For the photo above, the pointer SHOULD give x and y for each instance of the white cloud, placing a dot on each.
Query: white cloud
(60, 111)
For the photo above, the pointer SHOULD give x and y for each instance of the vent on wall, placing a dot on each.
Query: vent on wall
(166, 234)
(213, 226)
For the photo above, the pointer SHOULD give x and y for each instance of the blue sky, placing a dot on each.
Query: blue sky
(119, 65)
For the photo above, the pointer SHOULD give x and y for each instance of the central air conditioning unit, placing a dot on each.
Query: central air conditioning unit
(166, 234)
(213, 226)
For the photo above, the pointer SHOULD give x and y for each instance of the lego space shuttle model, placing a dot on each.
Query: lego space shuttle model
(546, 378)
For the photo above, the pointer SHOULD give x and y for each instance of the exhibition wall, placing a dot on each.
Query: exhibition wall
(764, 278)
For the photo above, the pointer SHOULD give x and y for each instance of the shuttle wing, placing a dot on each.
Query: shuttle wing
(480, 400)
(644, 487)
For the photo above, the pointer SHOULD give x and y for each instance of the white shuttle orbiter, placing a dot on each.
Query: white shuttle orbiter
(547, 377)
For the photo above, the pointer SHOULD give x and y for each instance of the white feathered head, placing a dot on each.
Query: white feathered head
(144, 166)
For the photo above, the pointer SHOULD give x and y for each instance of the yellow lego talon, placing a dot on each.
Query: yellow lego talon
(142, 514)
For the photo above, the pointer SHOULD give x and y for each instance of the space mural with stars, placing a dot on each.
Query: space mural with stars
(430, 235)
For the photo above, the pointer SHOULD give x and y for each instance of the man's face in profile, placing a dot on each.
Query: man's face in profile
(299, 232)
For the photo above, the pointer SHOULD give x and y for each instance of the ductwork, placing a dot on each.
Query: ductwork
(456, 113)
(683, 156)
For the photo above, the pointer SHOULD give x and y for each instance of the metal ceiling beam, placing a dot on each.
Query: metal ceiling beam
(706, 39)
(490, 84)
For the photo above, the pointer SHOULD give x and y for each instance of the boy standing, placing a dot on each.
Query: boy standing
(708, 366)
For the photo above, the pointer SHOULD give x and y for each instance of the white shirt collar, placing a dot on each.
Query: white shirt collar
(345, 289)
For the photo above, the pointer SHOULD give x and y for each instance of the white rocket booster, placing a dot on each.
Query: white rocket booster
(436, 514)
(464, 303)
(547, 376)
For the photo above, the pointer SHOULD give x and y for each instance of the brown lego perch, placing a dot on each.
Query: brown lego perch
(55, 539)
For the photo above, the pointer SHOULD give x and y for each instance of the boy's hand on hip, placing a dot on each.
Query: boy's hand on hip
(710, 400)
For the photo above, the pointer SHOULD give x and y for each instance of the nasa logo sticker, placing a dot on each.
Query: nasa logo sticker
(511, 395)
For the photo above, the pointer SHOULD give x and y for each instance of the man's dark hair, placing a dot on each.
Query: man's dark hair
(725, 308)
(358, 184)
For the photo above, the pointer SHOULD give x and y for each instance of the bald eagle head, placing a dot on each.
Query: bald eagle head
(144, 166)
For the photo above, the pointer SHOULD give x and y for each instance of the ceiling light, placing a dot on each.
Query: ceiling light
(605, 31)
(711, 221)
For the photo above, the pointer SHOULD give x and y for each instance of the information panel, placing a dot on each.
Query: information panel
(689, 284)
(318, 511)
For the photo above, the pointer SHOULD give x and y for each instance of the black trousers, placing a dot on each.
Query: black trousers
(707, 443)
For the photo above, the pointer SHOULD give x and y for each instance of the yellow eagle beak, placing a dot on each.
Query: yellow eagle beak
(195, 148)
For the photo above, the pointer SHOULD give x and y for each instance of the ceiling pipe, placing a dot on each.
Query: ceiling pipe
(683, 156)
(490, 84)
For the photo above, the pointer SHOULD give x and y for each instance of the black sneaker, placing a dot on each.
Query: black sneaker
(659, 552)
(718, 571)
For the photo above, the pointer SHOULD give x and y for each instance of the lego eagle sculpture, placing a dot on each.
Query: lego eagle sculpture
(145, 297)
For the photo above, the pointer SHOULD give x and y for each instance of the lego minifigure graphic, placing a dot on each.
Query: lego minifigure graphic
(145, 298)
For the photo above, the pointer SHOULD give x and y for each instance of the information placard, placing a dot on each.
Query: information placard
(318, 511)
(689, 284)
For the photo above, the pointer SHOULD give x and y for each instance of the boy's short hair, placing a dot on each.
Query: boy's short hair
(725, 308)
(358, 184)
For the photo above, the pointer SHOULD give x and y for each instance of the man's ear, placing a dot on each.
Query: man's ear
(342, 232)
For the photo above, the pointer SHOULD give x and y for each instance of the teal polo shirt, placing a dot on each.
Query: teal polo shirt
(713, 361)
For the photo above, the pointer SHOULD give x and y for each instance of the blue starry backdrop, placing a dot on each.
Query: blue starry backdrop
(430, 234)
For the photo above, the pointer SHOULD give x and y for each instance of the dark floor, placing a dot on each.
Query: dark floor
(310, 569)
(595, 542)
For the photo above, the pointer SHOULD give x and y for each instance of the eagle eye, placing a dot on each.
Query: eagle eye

Exercise description: Extract every record and return it verbatim.

Full response:
For the photo above, the pointer SHOULD give x and y for each instance of the white cloud, placing a dot on each.
Query: white cloud
(60, 111)
For the photo above, the pointer SHOULD give x and y for each instance of the vent on wall, placing a dot on each.
Query: vent on wall
(166, 234)
(213, 226)
For the photo above, the pointer SHOULD give x and y for each instance of the blue sky, placing a dot on each.
Query: blue sky
(119, 65)
For the photo above, the pointer SHOULD give x and y for each instance of the central air conditioning unit, placing a dot on each.
Query: central air conditioning unit
(166, 234)
(213, 226)
For the photo above, the pointer SHOULD give x and y for each instance of the lego space shuttle model, placing a dot on each.
Query: lego space shuttle model
(546, 378)
For the photo above, the pointer SHOULD give x and y for each instance of the exhibition wall, placing a dot on each.
Query: exhibition wall
(764, 278)
For the photo above, the pointer SHOULD give x and y for each instance of the shuttle wing, placing a dot on each.
Query: shuttle wing
(480, 400)
(644, 487)
For the photo above, the pointer SHOULD give x and y for each instance of the white shuttle orbiter, placing a dot on each.
Query: white shuttle orbiter
(547, 377)
For the photo above, the pointer SHOULD give x and y for each instance of the white feathered head, placing a dot on each.
Query: white feathered head
(144, 166)
For the photo above, the pointer SHOULD give x and y for each instance of the yellow lego talon, placing a dot on each.
Query: yellow lego talon
(142, 514)
For the photo above, the pointer SHOULD give x and y for each instance of the space mural with stars, placing a dot on each.
Query: space mural with stars
(430, 235)
For the photo above, the pointer SHOULD give x and y for each instance of the man's face in profile, placing a dot on each.
Query: man's face in profile
(299, 232)
For the photo above, the pointer SHOULD give x and y for each instance of the ductwork, placing a dot on each.
Query: ductwork
(456, 113)
(683, 156)
For the photo above, the pointer SHOULD give x and y for each instance of the metal ceiling beam, placing a dot on each.
Query: metal ceiling beam
(706, 39)
(490, 84)
For the photo above, the pointer SHOULD give x and y for each instance of the boy standing, placing a dot on each.
Query: boy standing
(708, 366)
For the photo above, the pointer SHOULD give x and y for each instance of the white shirt collar, placing a dot on each.
Query: white shirt collar
(345, 289)
For the photo above, the pointer SHOULD give x and y for each instance of the white rocket booster, placing a dot on each.
Query: white rocket booster
(436, 514)
(464, 303)
(547, 376)
For the photo above, the pointer SHOULD give x and y for each instance of the brown lego perch, placing a dot on each.
Query: brown lego perch
(55, 539)
For the photo above, the pointer SHOULD give x and y for each instance of the boy's hand on hip, placing a dot on each.
Query: boy's hand on hip
(710, 400)
For the photo above, the pointer SHOULD give x and y for each instance of the nasa logo sticker, placing a dot on each.
Query: nasa logo sticker
(511, 395)
For the photo above, the pointer SHOULD give x and y for each instance of the man's dark hair, placing a dot on each.
Query: man's dark hair
(725, 308)
(358, 184)
For the photo above, the pointer SHOULD give x and y for each instance of the bald eagle head, placing a dot on each.
Query: bald eagle head
(144, 166)
For the photo above, the pointer SHOULD give x and y for each instance of the ceiling light, placing a dot on each.
Query: ceiling light
(605, 31)
(711, 221)
For the photo above, the pointer SHOULD give x and y for each instance of the information panel, placing a dot on each.
Query: information panel
(689, 284)
(318, 511)
For the photo above, the pointer SHOULD give x and y for each instance of the black trousers, placing a dot on each.
Query: black trousers
(707, 443)
For the photo above, the pointer SHOULD give x and y for each instance of the yellow eagle beak, placing a dot on each.
Query: yellow eagle beak
(195, 148)
For the photo above, the pointer SHOULD give x and y for each instance of the ceiling pipe, placing a dot on each.
Query: ceiling pipe
(683, 156)
(490, 84)
For the photo above, the pointer SHOULD give x and y for each instance of the black sneaker, placing a dot on each.
Query: black sneaker
(659, 552)
(718, 571)
For the photo above, the pointer SHOULD give x and y for each instance of the lego eagle sculpture, placing a dot on each.
Query: lego eagle sculpture
(145, 297)
For the photo above, the pointer SHOULD give x and y for each instance of the lego minifigure graphic, placing a dot on each.
Query: lego minifigure graphic
(145, 298)
For the photo above, the pointer SHOULD give x and y for each instance of the information placard, placing a dot on each.
Query: information placard
(318, 511)
(689, 284)
For the photo above, the pointer SHOULD give x and y for each instance of the boy's short hair, placing a dot on each.
Query: boy's short hair
(725, 308)
(358, 184)
For the photo above, the pointer SHOULD give x and y for each instance of the man's ear, placing a dot on each.
Query: man's ear
(342, 232)
For the photo above, the pointer SHOULD give x and y for each instance of the teal polo shirt, placing a dot on each.
Query: teal polo shirt
(713, 361)
For the photo above, the pointer SHOULD give x and y for each instance of the blue starry backdrop, placing a dot on each.
Query: blue starry backdrop
(430, 234)
For the photo above, the pointer SHOULD give x and y for each instance of the dark floor, placing a dot on each.
Query: dark floor
(310, 569)
(595, 542)
For the photo above, the pointer SHOULD give x and y for each instance of the eagle eye, placing a dot on each.
Query: eagle eye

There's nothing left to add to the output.